-- Exercise details --
Repeat the entire listing below word for word, leaving out the pictures.

-- Data provided --
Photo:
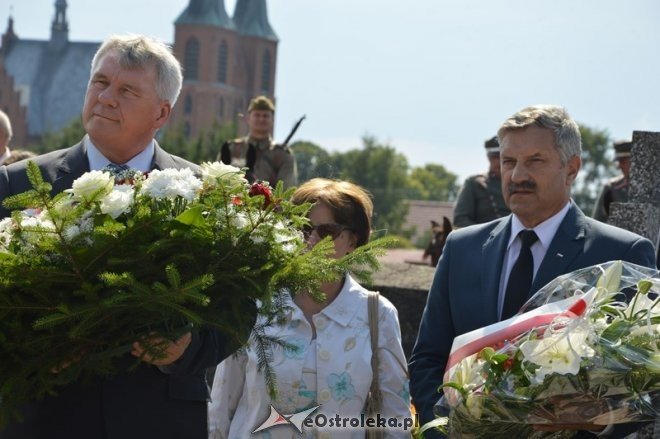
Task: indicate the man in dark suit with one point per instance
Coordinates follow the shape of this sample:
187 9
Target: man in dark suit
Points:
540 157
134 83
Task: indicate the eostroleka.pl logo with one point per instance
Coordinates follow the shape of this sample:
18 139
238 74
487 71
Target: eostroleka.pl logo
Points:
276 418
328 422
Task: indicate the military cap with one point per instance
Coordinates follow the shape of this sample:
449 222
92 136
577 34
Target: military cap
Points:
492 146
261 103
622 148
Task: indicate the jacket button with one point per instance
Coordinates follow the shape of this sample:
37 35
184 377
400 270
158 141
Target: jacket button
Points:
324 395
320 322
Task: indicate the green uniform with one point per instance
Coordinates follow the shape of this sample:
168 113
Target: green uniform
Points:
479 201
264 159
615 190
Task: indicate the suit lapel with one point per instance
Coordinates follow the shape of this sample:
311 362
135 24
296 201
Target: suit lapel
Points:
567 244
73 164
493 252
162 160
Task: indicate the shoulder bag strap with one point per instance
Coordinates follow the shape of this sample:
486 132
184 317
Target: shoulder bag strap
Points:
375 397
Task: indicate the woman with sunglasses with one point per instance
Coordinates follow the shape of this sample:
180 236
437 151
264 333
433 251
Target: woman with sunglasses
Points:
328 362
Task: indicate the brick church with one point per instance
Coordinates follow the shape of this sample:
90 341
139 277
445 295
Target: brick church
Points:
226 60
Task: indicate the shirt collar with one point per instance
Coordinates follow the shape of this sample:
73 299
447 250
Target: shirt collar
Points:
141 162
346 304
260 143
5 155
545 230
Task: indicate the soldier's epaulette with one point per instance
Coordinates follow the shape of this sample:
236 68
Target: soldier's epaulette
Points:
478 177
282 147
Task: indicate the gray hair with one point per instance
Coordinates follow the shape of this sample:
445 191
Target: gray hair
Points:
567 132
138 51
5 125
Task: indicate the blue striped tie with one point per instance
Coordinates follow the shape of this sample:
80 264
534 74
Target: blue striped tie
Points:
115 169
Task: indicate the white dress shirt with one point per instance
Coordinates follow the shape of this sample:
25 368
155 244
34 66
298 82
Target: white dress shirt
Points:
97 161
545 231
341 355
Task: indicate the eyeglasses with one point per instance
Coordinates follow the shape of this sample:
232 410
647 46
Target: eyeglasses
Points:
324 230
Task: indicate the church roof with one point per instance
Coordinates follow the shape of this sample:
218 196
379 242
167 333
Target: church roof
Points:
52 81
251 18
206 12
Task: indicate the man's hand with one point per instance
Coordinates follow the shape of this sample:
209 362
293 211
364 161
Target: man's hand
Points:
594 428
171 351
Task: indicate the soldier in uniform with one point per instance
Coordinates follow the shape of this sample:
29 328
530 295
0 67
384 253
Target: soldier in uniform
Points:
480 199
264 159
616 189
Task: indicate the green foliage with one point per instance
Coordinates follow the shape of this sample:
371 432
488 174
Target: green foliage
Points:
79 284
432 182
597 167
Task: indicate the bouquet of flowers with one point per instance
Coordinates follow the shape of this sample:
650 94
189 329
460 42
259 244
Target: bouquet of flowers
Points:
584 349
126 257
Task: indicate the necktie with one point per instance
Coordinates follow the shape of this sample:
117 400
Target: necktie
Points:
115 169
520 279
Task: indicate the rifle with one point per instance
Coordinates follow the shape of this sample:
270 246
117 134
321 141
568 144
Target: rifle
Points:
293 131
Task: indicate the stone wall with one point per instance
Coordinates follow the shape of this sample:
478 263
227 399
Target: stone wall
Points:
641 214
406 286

-- Finished task --
Photo:
Task: indicate the man in dark suit with one point per instance
Coordinates follow the shape of this sample:
187 9
Target: man in dark suit
Points:
540 157
134 83
Task: indicate the eostroleka.pl logo with one point per instance
Coordinates follow the shape of this sample:
18 139
238 74
487 71
Target: eostroleka.pl logo
Points:
276 418
328 422
Task: indicate the military cap with one point per instance
Coordinates follow the shape of this sample:
449 222
92 136
577 34
Target: military cap
Points:
492 146
261 103
622 148
Task: indicate the jacket button with one point per instance
Coordinates follow the shape of this sample:
37 35
184 377
400 270
158 141
Target: jacket button
Points:
324 395
320 322
Task: indicate the green uniform with one point per instance
Coordinates follow the shape of this sample:
168 113
Target: green uniform
Points:
479 201
264 159
615 190
Task: indicate the suit lapel with one point per instance
Coordinates follow the shape of this sample:
311 362
135 24
296 201
Target: suit lapel
Points:
567 244
73 164
493 252
162 160
Task: indicate the shoulder bag strap with one point per instance
Coordinates follow the shape of this sample:
486 132
184 317
Target: shoulder bag strap
Points:
375 397
Task: indicate the woman with sunglasses with one point per instance
Coordinates follow the shape of this sample:
180 236
437 151
264 333
433 251
Target: woman with sunglasses
Points:
328 362
Task: indicate the brick church with one point per instance
Coordinates follow the shape of this sample:
90 341
139 277
445 295
Target: brick church
Points:
226 60
Task: indicate the shirt collar with one point per instance
Coordinates follow the shape of this sample:
73 299
447 250
Target: shirt collar
Points:
141 162
346 304
260 143
5 155
545 230
Task: indicate the soldier's epaulette with one point per instance
Coordinates follow the shape of this sample:
236 68
Target: soldier's epaulette
Points:
478 177
282 147
Task: indicate the gray hair with one point per instance
Coordinates follow the shape of this sample:
445 191
Target: gray hair
Points:
567 132
138 51
5 125
Task: indicate the blue striped tie with one point per instance
Coordinates follow the shape of this sample:
80 264
534 74
Target: blue striped tie
Points:
115 169
Task: indicate the white dress shirt with one point per instance
Coordinates follow the shape of this sample:
25 368
155 244
34 66
298 82
Target: white dress shirt
Points:
97 161
545 231
341 355
Task: indicate the eyeglasses with one point per instance
Coordinates follow the shape of this sample:
232 410
647 46
Target: eyeglasses
Points:
324 230
Task: indicate the church roof with one point per instance
Coordinates follow the shape of this sample:
218 196
379 242
167 333
Target: church roof
Points:
52 81
251 18
206 12
Task: indicate the man's hand with one point per instance
Coordinates follow the shape of this sample:
209 362
293 211
364 161
Target: man's hand
Points:
594 428
171 351
Task: indicate the soldier in uniform with one point per instance
Coordinates follow the shape of this sample:
29 328
530 295
0 67
384 253
Target: soldier in uniform
Points:
480 199
264 159
616 189
Task: indicate the green foliage with one point per instance
Coordinates follow the shape of this sample:
371 432
488 174
Target: green foliage
Points:
79 284
432 182
597 167
Task: indicate the bouquet of flowers with one point per instance
Coordinates follow the shape of this sample:
650 94
189 329
460 42
259 244
Target: bouquet of flowers
Points:
584 349
126 257
Task: indicate the necktie with one point per instance
Coordinates follow the shape of this sample:
117 400
Target: necktie
Points:
115 169
520 279
Task: indicate the rifle with one point per instance
Coordinates follow the shape of this sample:
270 246
117 134
321 141
568 144
Target: rifle
Points:
293 131
Task: indicate the stone wall with one point per instance
Coordinates follow the shape of this sample:
478 263
227 399
Target: stone wall
Points:
641 214
406 286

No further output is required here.